■ **Text block**

Summary Omics (NWI-MOL410)
2024/2025 Q2
Content
Week 1 - Introduction.............................................................................................................................1
Lecture: Introduction Pruijn................................................................................................................1
Lecture: Introduction Jansen..............................................................................................................5
Week 2 - Transcriptomics......................................................................................................................11
Week 3 - Proteomics, Interactomics, PTMs..........................................................................................17
Week 4 - Metabolomics........................................................................................................................25
Week 5 - Univariate Analysis, Clustering...............................................................................................36
Lecture univariate analysis...............................................................................................................36
Lecture clustering.............................................................................................................................42
Week 6 - Multivariate Analysis.............................................................................................................48
Lecture Unsupervised multivariate analysis.....................................................................................48
Lecture supervised multivariate analysis..........................................................................................53
Week 7 - Guest lecture and IPOP..........................................................................................................60
Week 1 - Introduction
Lecture: Introduction Pruijn
Omics = Collective characterization and quantification of pools of biological molecules that translate
into the structure, function, and dynamics of cells, tissue(s), an organism or organisms
Omics Comprehensive analysis of biological systems at the molecular level
Systems biology Biology that focuses on complex systems of life
History of omics
Modern uses of the term ‘omics’ derive from the term genome (hence genomics), a term
invented by Hans Winkler in 1920, although the use of –ome is older, signifying the
‘collectivity’ of a set of things.
The first genome was completely sequenced by Sanger in Cambridge, UK, in the 1970s.
(Bacteriophage X174; 5,386 bp)
The word genomics appeared in the 1980s and became widely
used in the 1990s.
Genome is the most fundamental part of many omics.
Genomics may be described as the comprehensive analysis of DNA structure and function.

■ **Data provided**
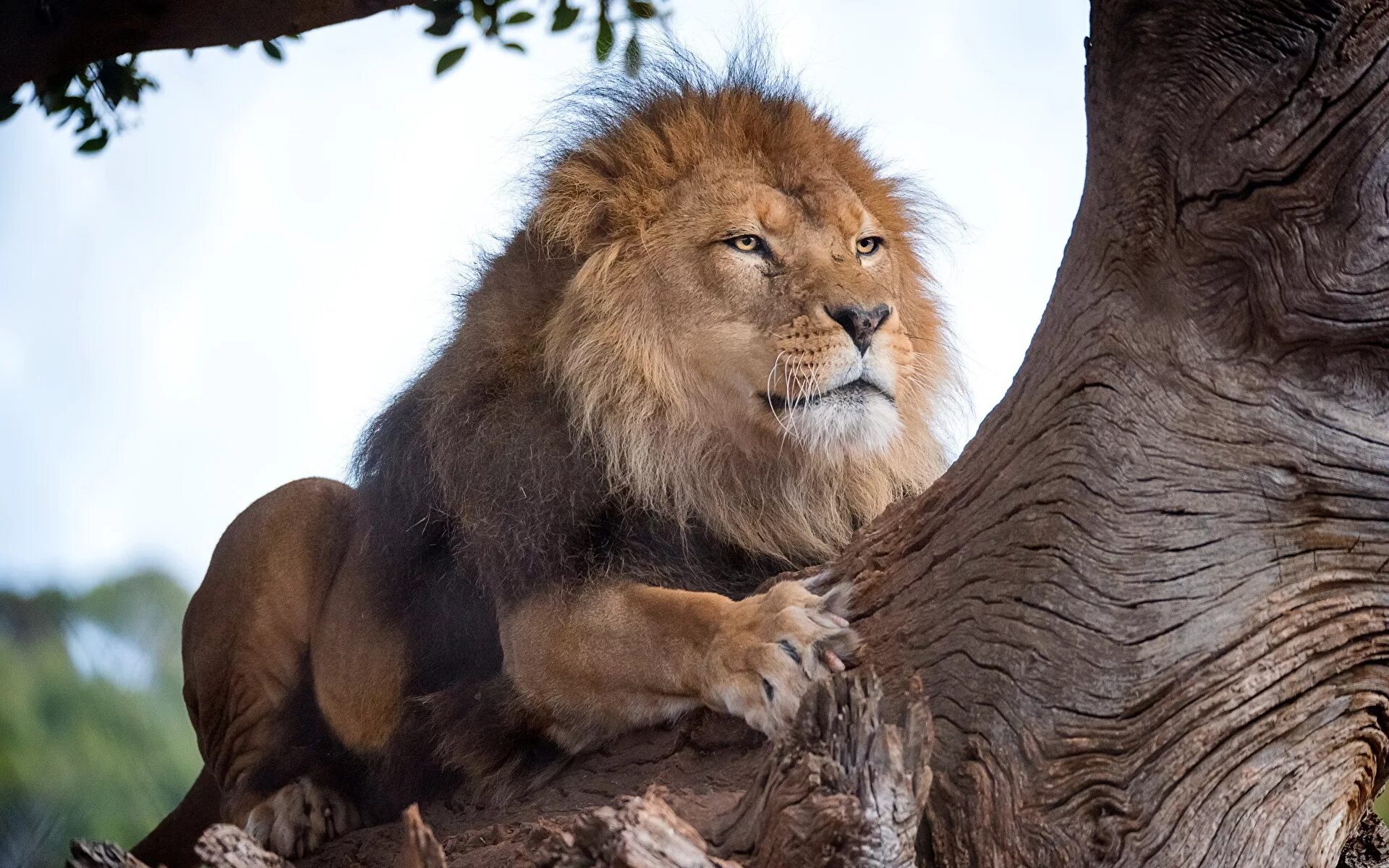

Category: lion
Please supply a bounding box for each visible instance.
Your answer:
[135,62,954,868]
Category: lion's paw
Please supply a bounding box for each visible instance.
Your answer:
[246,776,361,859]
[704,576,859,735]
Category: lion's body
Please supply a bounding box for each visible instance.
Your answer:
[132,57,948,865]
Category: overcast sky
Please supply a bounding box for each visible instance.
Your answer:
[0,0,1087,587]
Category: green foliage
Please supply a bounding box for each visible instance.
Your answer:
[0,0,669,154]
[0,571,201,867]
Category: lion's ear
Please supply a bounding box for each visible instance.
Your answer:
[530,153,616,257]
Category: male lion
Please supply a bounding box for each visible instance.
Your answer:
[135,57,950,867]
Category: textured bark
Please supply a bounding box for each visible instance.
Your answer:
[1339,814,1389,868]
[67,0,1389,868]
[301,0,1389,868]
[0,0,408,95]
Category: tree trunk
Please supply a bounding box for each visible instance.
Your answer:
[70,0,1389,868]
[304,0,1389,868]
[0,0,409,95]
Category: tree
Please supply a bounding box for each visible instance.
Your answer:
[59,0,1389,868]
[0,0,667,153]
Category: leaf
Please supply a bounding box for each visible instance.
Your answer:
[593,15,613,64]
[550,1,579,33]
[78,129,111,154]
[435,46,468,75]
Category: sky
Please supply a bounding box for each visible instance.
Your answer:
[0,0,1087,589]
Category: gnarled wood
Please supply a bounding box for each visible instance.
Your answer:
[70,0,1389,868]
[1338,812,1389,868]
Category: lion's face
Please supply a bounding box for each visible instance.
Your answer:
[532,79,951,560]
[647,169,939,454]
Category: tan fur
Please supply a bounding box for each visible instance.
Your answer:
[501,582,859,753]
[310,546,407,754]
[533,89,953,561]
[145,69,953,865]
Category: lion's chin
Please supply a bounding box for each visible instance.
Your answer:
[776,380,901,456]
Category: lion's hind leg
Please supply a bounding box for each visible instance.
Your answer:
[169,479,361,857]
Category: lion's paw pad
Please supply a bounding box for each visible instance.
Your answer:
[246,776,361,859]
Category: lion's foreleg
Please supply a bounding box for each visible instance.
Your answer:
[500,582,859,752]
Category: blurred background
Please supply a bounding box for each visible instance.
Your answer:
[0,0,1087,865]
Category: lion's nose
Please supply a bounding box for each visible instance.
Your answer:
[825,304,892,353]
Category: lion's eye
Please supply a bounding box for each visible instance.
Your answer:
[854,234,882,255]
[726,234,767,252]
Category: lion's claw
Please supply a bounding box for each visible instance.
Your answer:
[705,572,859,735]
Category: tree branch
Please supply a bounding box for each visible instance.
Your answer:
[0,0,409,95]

...

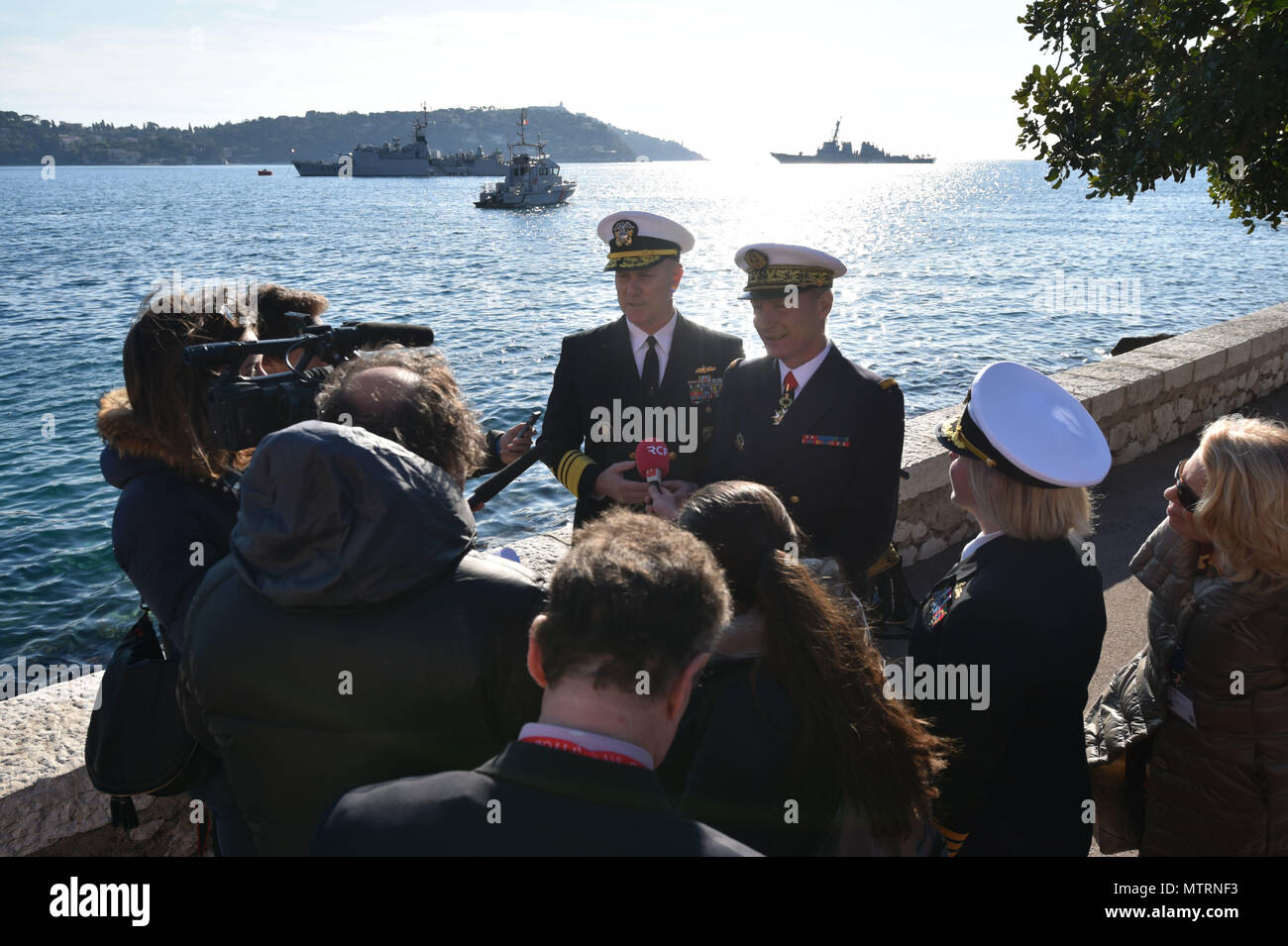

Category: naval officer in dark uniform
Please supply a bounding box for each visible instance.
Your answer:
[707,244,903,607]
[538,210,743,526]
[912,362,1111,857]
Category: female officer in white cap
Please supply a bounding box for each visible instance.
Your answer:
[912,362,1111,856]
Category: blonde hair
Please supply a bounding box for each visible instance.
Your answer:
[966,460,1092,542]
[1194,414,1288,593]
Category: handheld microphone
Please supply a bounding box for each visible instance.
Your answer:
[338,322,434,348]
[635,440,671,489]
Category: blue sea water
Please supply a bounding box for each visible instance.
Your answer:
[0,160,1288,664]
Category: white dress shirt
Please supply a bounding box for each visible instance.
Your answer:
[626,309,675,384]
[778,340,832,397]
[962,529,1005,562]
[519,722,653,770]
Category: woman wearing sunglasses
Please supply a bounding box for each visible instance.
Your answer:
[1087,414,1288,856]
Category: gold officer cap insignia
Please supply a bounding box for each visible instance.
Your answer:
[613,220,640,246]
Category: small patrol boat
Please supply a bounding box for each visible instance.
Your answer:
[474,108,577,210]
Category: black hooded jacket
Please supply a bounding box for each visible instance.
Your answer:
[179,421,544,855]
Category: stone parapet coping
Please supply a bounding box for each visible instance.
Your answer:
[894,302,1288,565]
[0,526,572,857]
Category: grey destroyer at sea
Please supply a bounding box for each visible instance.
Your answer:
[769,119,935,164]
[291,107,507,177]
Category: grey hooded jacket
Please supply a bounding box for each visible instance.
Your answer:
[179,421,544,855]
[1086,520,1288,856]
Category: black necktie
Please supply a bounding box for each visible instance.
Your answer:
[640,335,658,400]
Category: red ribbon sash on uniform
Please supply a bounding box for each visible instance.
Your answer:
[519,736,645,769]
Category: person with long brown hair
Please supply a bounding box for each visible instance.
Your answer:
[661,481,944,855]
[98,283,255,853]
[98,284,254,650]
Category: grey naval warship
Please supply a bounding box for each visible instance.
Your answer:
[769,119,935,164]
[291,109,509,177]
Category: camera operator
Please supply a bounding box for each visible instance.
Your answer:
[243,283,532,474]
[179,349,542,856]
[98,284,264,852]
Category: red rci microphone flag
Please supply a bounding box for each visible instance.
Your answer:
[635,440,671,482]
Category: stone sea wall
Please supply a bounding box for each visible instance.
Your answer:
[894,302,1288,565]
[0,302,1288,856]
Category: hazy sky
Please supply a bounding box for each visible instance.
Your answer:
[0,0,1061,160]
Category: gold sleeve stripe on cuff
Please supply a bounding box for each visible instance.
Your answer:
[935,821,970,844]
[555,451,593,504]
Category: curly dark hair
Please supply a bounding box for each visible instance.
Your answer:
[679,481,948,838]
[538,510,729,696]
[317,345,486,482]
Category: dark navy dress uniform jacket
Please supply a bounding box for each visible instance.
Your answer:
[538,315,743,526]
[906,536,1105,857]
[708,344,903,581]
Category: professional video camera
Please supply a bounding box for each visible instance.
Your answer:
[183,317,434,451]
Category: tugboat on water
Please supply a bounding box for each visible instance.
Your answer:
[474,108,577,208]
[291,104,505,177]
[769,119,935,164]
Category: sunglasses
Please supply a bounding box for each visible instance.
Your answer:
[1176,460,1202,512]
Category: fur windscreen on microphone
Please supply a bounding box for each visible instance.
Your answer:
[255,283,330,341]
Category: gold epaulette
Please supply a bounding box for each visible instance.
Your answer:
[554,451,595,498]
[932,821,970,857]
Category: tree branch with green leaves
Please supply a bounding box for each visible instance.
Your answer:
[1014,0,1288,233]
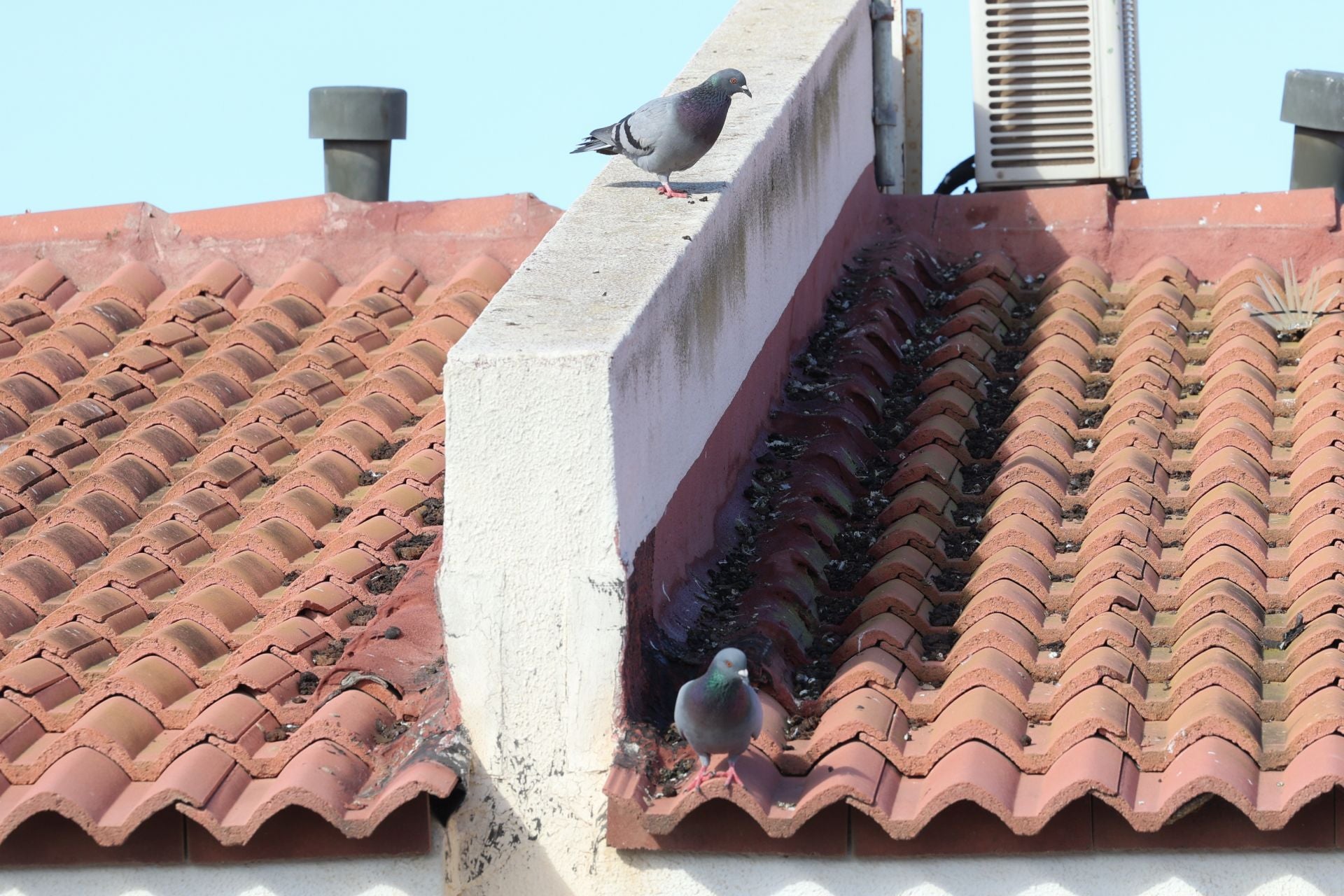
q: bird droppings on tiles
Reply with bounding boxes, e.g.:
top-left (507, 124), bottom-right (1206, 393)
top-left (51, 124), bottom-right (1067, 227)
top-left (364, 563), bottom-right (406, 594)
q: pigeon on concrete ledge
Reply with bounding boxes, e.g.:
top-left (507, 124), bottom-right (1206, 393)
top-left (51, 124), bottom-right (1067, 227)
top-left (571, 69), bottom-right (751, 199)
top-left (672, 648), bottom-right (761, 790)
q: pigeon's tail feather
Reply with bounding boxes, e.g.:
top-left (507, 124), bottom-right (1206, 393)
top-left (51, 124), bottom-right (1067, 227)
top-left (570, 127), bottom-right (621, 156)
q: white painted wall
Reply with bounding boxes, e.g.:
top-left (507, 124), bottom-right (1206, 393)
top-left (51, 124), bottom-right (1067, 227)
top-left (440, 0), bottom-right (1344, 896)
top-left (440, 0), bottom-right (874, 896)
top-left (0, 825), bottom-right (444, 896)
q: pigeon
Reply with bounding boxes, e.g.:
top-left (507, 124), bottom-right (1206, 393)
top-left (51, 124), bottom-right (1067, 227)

...

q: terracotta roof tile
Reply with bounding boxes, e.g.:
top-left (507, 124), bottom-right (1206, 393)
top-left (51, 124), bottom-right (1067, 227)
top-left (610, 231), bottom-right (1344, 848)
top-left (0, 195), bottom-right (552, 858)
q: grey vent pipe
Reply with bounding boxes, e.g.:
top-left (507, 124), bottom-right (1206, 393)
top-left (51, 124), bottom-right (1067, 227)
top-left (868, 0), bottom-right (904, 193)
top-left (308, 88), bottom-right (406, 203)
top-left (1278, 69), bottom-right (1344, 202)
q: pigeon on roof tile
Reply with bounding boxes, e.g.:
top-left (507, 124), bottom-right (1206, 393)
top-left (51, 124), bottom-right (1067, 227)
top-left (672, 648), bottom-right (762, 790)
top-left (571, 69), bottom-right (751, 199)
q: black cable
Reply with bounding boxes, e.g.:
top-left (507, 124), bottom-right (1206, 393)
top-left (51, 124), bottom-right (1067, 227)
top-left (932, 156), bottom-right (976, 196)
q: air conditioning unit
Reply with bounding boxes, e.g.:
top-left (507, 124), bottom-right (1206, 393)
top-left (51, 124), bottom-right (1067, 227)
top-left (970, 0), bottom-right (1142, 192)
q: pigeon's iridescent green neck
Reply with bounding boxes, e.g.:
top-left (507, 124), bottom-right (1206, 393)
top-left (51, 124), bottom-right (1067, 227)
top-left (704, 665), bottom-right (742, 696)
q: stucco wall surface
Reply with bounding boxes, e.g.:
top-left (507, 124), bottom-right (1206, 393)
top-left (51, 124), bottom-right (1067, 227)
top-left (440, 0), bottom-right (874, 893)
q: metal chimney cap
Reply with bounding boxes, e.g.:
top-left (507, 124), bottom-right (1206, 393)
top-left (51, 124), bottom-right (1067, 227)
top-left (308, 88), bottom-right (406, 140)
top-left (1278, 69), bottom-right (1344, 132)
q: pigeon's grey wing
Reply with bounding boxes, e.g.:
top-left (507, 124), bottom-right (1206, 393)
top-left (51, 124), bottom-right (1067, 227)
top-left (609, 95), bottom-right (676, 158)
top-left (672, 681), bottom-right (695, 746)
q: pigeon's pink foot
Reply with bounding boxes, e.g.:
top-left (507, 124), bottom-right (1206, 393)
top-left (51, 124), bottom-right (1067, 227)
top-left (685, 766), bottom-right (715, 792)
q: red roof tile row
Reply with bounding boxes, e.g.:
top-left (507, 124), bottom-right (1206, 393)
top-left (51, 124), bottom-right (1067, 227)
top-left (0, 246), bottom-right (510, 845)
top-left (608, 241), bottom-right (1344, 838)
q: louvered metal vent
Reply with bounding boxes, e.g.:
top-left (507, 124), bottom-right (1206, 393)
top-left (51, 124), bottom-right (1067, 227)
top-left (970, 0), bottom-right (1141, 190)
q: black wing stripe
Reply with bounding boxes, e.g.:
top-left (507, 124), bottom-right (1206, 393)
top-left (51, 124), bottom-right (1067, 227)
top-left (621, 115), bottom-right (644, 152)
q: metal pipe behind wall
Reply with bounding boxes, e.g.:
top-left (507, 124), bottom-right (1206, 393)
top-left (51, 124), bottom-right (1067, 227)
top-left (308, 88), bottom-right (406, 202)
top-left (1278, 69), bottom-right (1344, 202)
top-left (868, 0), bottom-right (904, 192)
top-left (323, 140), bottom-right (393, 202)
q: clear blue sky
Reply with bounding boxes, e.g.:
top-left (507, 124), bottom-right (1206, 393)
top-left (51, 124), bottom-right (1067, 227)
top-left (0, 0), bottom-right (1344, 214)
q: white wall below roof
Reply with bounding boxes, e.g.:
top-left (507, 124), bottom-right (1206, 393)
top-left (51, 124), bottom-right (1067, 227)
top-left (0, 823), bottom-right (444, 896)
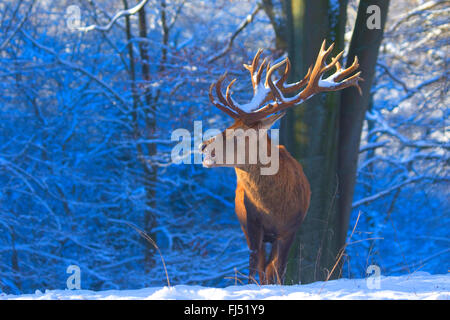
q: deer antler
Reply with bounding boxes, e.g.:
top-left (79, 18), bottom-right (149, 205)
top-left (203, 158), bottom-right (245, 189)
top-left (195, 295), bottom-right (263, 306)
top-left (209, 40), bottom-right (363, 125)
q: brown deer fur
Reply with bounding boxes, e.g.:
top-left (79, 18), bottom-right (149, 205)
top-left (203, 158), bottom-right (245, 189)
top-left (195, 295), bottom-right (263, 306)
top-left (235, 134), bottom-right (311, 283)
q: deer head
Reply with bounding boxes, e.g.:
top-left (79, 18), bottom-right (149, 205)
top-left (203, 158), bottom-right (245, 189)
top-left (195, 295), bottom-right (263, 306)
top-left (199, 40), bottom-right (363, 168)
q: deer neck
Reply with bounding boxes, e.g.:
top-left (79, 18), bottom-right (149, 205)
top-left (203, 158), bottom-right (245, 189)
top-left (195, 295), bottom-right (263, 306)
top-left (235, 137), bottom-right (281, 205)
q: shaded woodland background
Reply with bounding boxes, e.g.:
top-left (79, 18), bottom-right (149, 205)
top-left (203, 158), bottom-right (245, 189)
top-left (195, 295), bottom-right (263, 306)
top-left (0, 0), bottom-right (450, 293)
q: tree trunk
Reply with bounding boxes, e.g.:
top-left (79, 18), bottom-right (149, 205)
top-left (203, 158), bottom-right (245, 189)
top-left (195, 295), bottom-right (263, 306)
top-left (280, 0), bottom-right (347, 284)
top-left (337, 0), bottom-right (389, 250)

■ **How to complete this task**
Answer these questions from the omics course summary:
(a) Who invented the term genome, and in what year?
(b) What was the first genome to be completely sequenced, and how many base pairs does it have?
(c) Which week of the course covers metabolomics?

■ **Reply**
(a) Hans Winkler, in 1920.
(b) Bacteriophage X174, with 5,386 bp.
(c) Week 4.